Buses ferrying athletes around would also be fuelled by hydrogen, and refilled from special stations.
The report comes after Toyota Motor last month rolled out the world's first mass-market fuel-cell car in Japan.
Hydrogen power is classed as clean energy because it produces only water as a by-product at the point of use.
The athletes' village will be located in Tokyo's Harumi waterfront area and will be temporary home to around 17,000 people during the Games.
Once the Games are over, it will be converted into a town with a population about 10,000, the Yomiuri said.
The contract for planning the village will be awarded to a private company by the end of March, the paper reported, with the use of hydrogen a condition for application.
Despite its abundancy, hydrogen does not occur naturally as a gas and needs to be extracted from compounds. The Yomiuri noted that production of a large quantity of hydrogen was challenging.
"Realisation of a hydrogen-based society is an important goal for resource-poor Japan and would lead to curbing of greenhouse gases," Takeo Kikkawa, commerce and management professor at Hitotsubashi University in Tokyo, told the paper.
"There are not a small number of technical tasks but the Tokyo Olympics is a big chance to realise it. As the athletes village is built from scratch, it would be an ideal large-scale experiment," he said.
The Tokyo government said it was not immediately able to confirm the report but noted the city's long-term policy goals included "promotion of smart energy".
"The athletes village aims to realise a model city for smart energy," the city said in a report titled 'Long-Term Vision for Tokyo' released last month.
The village should "show domestically and internationally what a city with sustainable growth would be like through such measures as use of hydrogen energy," it said.

▬▬▬

- Problems to work on:
a: In the hydrogen article, substitute "construction firm" for "private company" and write out the passage from "The contract for" to "told the paper.".
b: Answer these questions using the hydrogen article:
(i) About how many people will the athletes' village house temporarily during the Games?
(ii) By when will the contract for planning the village be awarded?
(iii) What position does Takeo Kikkawa hold?
c: List every organization that the hydrogen article names.

- Data shown:
▬▬▬

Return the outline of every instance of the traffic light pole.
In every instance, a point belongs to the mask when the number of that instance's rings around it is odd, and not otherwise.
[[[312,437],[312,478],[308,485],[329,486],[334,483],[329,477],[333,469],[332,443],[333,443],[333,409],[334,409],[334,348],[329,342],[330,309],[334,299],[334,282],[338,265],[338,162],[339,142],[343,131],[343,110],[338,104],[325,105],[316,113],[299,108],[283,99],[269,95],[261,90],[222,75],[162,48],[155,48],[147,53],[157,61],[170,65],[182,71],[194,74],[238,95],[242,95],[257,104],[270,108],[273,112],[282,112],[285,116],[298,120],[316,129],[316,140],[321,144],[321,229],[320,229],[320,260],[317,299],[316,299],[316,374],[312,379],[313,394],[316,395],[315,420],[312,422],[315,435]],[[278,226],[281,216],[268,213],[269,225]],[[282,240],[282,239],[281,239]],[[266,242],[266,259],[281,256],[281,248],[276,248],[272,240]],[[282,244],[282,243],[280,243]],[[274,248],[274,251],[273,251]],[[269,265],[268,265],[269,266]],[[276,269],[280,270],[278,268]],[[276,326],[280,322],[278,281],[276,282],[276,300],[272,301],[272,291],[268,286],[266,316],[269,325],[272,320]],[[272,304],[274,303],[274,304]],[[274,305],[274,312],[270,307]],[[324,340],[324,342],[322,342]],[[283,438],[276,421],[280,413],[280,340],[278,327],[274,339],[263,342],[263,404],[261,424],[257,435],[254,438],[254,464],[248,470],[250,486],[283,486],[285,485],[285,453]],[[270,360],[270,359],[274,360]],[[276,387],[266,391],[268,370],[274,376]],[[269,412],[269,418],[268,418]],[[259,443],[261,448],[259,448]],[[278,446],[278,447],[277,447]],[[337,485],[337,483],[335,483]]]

▬▬▬

- Answers by task:
a:
The contract for planning the village will be awarded to a construction firm by the end of March, the paper reported, with the use of hydrogen a condition for application.
Despite its abundancy, hydrogen does not occur naturally as a gas and needs to be extracted from compounds. The Yomiuri noted that production of a large quantity of hydrogen was challenging.
"Realisation of a hydrogen-based society is an important goal for resource-poor Japan and would lead to curbing of greenhouse gases," Takeo Kikkawa, commerce and management professor at Hitotsubashi University in Tokyo, told the paper.

b:
(i) Around 17,000 people.
(ii) By the end of March.
(iii) He is a commerce and management professor at Hitotsubashi University in Tokyo.

c:
Toyota Motor
the Yomiuri
Hitotsubashi University
the Tokyo government